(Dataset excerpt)
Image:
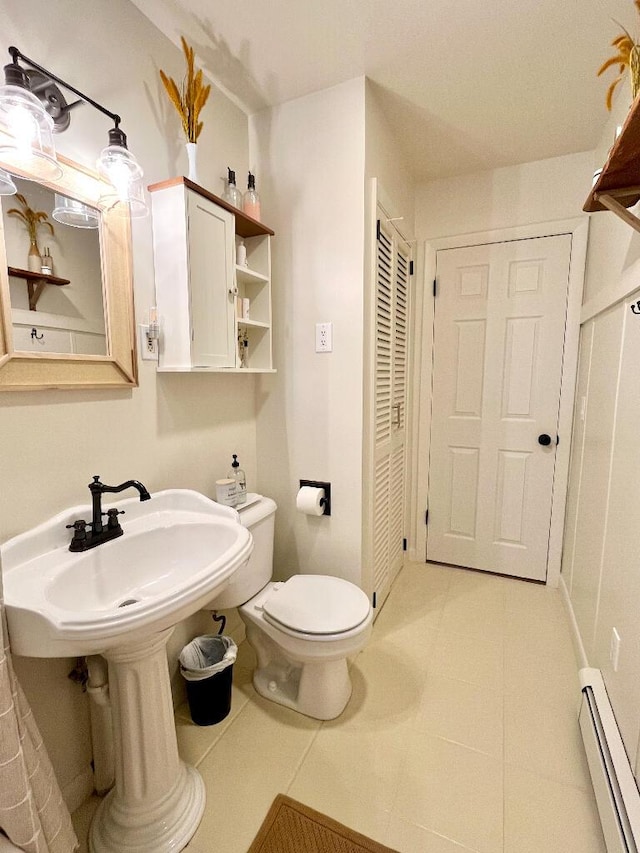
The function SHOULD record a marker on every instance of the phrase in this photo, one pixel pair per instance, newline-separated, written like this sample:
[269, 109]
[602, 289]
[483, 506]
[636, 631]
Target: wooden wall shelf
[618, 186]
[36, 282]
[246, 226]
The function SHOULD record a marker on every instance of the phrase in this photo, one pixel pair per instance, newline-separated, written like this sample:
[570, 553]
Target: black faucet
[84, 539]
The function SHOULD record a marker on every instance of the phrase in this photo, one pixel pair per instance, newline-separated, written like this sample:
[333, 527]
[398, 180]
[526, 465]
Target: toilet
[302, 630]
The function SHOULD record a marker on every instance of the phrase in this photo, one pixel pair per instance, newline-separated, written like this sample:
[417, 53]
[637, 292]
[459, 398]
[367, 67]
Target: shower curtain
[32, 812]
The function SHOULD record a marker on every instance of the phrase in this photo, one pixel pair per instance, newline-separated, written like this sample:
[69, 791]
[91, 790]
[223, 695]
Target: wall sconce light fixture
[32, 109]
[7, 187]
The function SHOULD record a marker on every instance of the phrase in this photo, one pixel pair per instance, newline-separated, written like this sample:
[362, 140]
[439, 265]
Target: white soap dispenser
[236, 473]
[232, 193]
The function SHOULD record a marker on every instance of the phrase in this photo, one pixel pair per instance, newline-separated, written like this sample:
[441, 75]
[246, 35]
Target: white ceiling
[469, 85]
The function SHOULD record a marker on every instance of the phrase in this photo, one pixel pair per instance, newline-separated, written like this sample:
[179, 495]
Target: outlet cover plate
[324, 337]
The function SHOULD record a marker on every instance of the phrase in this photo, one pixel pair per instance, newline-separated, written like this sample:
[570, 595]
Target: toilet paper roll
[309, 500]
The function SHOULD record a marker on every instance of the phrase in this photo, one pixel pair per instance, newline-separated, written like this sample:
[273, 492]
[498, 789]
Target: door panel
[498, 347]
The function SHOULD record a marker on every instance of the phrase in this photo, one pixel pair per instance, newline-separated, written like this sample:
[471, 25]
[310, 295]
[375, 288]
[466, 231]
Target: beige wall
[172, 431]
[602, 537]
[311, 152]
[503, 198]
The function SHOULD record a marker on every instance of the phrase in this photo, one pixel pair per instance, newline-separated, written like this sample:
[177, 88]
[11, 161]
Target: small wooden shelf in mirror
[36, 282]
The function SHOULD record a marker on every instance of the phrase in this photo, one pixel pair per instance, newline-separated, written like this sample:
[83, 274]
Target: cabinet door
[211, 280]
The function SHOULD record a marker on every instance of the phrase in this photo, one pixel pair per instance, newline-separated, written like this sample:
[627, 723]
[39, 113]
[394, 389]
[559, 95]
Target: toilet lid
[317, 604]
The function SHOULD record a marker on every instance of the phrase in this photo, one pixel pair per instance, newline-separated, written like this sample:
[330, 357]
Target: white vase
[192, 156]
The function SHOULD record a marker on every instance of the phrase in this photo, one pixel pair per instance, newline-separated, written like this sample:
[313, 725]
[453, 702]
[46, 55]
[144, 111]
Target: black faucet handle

• _Problem_
Print the complete listing exactly, apart from any pictures.

• _Final result_
Image:
The function SHOULD record a marker on every instance of the phrase in this photo, one pixel pair per instance, newline-separated, written like this sample:
[269, 109]
[602, 289]
[483, 506]
[636, 631]
Target: wooden wall shelf
[618, 186]
[36, 282]
[246, 226]
The function SHOULD record a marker on every instance of the phrase in this photo, one pixel pair per instance, newline-separated, written like this sample:
[570, 553]
Target: black faucet
[84, 539]
The function SHOULD record a marker on every instance of the phrase in this photo, one pixel pair per instance, newline-separated, written like this sample:
[333, 527]
[398, 180]
[526, 465]
Target: toilet
[302, 630]
The function SHOULD record a marker on every instance of the phrase in this photo, one pixel pair per instance, newline-separated, written like this sample:
[417, 53]
[637, 292]
[459, 398]
[367, 67]
Target: shower curtain
[32, 812]
The function SHOULD record a marker on every instance of the phrase in this photo, one pixel pair per instance, newline-separated, written like this sample:
[69, 791]
[91, 790]
[223, 695]
Target: wall sconce light fixture
[32, 109]
[7, 187]
The function SHOULD record a marker on every instance of the phrase in this photo, one pixel pair per instance, newline-separated, written like this sample:
[362, 140]
[439, 265]
Target: white soap dispenser
[236, 473]
[232, 193]
The function SHOULD record a marker on every instance of the phrase in this photo, one pixel pair per instance, newline-separated, written like this sample:
[441, 75]
[246, 35]
Target: white ceiling
[469, 85]
The function SHOULD record a marker on every instance of the phrase in this photo, one pixel pair per instance, newline-separated, written like this sample:
[179, 495]
Target: outlet cover plate
[324, 337]
The function SHOULD record a marker on every instance of the phrase in this photo, one pixel pair per instance, newline-separated, written like this sample:
[570, 595]
Target: toilet paper roll
[309, 500]
The function SHOULD record a marker on every instance of the phrase in this photo, one pixel pair per instance, newline-separated, written like this sample:
[273, 492]
[498, 789]
Target: door panel
[498, 347]
The function SHOULD record a marker on every instance of the phrase in this photo, one pixel pair per instance, newline-separated, written like this sample:
[471, 25]
[310, 295]
[375, 288]
[466, 231]
Target: beige wall
[172, 431]
[602, 537]
[311, 152]
[503, 198]
The function SHOULD record a marker on every instance of the phrase in this photo, one pixel pair per instance, newline-separated, written like this sample:
[177, 88]
[11, 161]
Target: small wooden shelf in mirror
[36, 282]
The function SHOULD record a marker on every instance of the phrase in this photo, one pixel pair per instance, newline-separated, written like this sample:
[83, 274]
Target: cabinet door
[211, 280]
The function SHOULD record a marker on every instance of the phrase in this photo, one pixel pair per instance, newline-separated, written like this sample:
[627, 723]
[39, 113]
[394, 389]
[559, 95]
Target: toilet lid
[317, 604]
The function SHOULD record a marker on every instance of the phrase in this photo, one pixel pair per instance, newline-separated, written like this sample:
[330, 357]
Target: white vase
[192, 156]
The function SHOULD record a marker on every instance of the phrase in this photo, one pixel pair per instance, newline-separated, written like this sample:
[313, 725]
[453, 702]
[46, 55]
[144, 111]
Target: black faucet handle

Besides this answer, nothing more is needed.